Begin
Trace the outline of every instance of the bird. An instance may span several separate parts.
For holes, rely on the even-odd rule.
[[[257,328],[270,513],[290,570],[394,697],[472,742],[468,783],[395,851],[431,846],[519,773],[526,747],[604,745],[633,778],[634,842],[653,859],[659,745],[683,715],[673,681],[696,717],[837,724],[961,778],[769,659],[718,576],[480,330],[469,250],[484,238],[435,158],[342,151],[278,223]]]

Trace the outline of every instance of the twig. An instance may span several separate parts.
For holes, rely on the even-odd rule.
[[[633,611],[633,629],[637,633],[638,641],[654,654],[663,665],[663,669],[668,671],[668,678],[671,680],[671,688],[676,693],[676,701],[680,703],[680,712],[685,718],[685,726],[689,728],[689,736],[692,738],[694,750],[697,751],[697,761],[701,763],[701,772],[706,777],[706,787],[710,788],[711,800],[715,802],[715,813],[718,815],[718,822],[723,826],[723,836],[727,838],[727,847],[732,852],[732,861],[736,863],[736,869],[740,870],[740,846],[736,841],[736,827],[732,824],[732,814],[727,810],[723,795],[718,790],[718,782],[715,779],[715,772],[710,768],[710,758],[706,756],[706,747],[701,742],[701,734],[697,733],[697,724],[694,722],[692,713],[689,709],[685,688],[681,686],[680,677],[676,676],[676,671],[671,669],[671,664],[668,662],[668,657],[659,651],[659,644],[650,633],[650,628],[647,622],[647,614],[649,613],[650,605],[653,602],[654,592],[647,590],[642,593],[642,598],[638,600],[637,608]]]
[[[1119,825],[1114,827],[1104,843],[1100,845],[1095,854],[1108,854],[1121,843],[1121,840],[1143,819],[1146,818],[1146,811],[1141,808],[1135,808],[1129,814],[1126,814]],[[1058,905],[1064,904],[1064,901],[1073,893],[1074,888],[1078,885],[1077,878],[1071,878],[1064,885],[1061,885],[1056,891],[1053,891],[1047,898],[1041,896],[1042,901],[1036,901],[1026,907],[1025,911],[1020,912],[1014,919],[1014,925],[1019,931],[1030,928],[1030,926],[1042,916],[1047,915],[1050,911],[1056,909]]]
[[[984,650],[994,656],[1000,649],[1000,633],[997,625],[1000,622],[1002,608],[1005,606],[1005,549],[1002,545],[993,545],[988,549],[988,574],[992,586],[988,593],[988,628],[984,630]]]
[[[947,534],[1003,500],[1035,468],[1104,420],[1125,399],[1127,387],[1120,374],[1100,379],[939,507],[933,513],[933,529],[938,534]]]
End
Begin
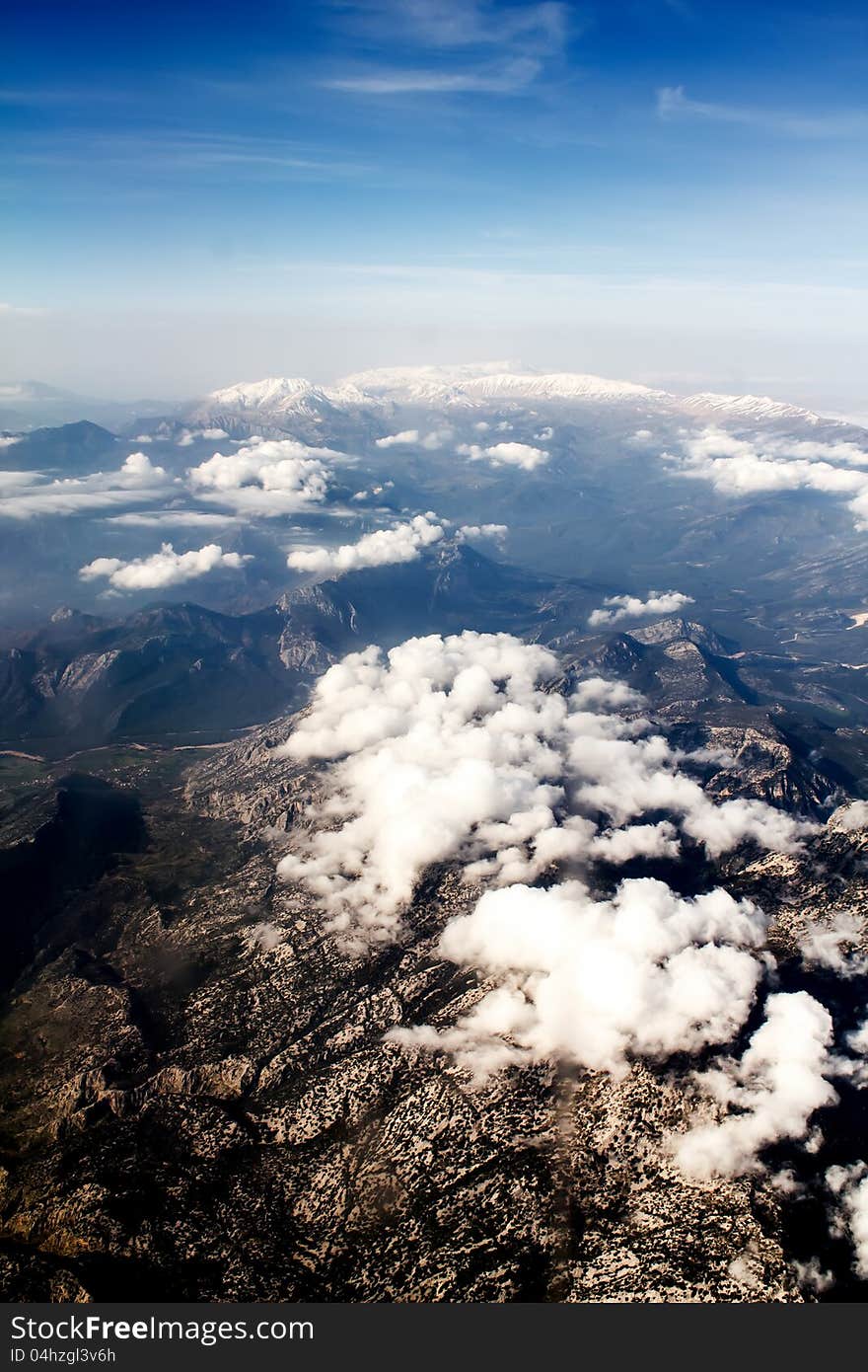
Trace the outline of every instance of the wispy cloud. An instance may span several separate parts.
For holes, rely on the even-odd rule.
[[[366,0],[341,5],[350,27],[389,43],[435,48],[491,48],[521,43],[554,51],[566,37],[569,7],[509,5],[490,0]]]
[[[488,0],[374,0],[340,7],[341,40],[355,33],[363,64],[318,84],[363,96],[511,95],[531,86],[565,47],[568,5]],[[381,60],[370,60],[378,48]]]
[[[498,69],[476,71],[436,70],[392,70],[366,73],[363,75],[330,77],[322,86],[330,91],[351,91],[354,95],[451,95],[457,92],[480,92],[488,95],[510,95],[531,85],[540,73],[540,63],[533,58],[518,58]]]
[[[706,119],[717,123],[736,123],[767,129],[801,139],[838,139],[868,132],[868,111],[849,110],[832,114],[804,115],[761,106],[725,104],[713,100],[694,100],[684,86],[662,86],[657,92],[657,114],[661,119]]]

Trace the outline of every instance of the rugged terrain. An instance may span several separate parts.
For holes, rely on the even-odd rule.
End
■ **WHAT NEEDS TO BE DONE**
Gather every line above that contains the word "Trace" and copy each one out.

■ **CORRECT ANSWER**
Trace the outline of every instance of the bird. An instance may span several separate parts.
Trace the outline of every instance of the twig. An instance may span several separate parts.
Trace the outline of every instance of the wispy cloud. An instance may span several separate parts.
Trace the outline of every instance of the rugged terrain. An instance may span several separate parts.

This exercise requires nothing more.